If a line in the records below contains "trophy", copy that line.

┌────────

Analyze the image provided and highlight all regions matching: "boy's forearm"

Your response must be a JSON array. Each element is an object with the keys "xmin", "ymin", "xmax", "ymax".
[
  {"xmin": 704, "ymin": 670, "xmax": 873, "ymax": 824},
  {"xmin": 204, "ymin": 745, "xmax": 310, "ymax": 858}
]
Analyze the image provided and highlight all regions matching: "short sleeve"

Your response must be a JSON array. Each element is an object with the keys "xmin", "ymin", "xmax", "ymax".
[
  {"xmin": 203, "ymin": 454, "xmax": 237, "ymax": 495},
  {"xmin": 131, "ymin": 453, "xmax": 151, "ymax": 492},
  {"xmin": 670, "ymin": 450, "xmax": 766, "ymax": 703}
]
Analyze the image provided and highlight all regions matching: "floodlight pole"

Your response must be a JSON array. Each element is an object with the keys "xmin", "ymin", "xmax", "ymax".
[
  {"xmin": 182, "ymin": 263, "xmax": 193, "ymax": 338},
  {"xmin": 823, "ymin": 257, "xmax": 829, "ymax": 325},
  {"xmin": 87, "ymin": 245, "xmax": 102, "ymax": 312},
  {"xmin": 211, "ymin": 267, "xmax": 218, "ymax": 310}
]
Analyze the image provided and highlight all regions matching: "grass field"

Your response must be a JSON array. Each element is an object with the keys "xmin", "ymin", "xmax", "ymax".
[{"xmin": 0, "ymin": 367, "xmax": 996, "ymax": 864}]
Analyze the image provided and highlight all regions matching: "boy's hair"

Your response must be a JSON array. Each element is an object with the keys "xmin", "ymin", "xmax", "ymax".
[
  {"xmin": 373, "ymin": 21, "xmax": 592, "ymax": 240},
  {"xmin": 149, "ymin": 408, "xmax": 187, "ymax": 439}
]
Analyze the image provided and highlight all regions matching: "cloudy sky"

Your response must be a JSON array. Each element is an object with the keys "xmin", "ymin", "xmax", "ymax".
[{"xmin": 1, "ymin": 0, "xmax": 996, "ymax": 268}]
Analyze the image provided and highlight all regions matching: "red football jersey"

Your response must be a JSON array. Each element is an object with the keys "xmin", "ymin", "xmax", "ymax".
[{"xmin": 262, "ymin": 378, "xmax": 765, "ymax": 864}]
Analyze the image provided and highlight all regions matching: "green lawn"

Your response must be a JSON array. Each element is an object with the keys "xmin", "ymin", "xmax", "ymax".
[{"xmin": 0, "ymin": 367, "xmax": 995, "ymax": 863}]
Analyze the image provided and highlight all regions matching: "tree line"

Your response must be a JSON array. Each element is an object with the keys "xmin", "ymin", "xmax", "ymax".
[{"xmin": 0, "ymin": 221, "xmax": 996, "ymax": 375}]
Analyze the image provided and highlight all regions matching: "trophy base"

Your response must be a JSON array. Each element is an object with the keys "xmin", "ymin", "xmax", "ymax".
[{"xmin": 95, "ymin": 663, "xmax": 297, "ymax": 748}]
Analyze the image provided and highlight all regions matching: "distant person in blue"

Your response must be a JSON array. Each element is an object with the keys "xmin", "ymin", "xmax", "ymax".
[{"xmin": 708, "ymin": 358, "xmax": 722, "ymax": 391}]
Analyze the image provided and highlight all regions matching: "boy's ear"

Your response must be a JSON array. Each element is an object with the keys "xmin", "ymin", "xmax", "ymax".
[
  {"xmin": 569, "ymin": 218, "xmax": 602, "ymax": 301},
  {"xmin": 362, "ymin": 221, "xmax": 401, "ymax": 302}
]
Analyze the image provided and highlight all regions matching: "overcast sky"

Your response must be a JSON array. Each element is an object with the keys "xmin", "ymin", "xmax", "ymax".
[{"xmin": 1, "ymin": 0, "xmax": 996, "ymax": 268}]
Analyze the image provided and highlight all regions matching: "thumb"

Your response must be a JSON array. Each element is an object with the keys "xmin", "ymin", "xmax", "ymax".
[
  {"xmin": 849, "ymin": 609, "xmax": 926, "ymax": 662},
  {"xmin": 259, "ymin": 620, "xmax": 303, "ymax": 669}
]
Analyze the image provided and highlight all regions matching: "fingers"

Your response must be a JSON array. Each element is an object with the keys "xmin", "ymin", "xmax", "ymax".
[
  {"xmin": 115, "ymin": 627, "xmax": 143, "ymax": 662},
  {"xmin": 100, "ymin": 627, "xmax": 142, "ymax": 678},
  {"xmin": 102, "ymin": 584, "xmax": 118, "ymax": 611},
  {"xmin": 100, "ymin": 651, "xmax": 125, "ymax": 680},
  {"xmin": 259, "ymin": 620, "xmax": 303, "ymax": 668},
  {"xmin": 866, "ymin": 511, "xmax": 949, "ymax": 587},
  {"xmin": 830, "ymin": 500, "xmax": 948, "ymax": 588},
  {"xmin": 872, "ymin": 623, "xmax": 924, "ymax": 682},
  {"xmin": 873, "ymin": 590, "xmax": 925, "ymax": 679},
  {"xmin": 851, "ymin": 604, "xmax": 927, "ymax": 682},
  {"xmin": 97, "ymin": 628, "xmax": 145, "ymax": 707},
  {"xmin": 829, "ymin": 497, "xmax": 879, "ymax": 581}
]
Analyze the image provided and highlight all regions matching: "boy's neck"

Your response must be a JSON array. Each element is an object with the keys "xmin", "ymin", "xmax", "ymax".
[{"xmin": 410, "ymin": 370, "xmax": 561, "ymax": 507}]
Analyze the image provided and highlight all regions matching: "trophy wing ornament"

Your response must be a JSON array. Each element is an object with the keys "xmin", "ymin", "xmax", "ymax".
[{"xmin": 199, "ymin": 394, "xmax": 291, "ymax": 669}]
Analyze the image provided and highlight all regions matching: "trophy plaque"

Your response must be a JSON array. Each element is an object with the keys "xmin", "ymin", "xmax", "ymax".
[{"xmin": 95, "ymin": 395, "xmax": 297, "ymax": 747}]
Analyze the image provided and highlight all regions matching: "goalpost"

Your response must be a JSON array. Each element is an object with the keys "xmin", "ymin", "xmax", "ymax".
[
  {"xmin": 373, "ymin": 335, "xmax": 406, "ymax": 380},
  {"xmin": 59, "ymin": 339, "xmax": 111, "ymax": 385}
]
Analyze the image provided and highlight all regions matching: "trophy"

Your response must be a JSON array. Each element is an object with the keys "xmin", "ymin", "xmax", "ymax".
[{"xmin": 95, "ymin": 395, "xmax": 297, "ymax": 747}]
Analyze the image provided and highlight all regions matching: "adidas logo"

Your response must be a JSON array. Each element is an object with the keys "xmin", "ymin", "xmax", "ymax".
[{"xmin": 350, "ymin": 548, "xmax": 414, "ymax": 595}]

└────────

### [Reply]
Analyze the image provided and highlight all regions matching: "trophy base"
Analyze the image provided and highlight all regions matching: "trophy wing ornament"
Analyze the image provided and highlight all regions matching: "trophy plaque"
Analyze the image provided and highlight all regions matching: "trophy"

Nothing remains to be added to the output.